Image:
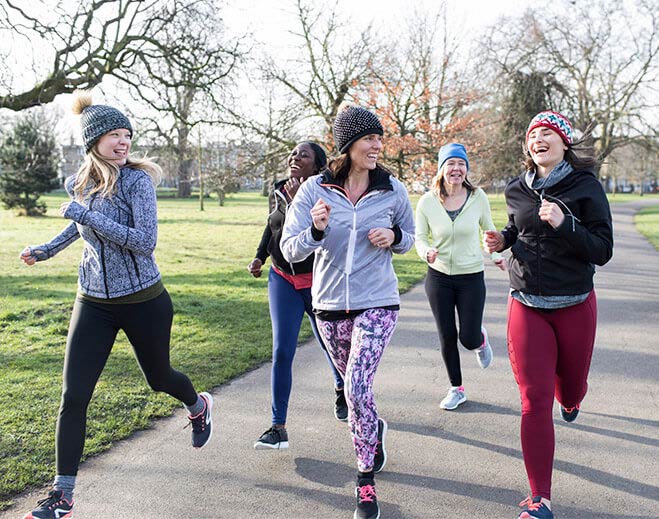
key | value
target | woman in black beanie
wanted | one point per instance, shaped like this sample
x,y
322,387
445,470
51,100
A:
x,y
289,294
353,218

◆ Exercise requirements
Would you mind returning each entry above word for word, skipping the images?

◆ Task response
Image:
key | value
target | woman in black beanie
wanted | one point per instance, shaped like this sample
x,y
322,387
445,470
51,100
A:
x,y
289,294
353,218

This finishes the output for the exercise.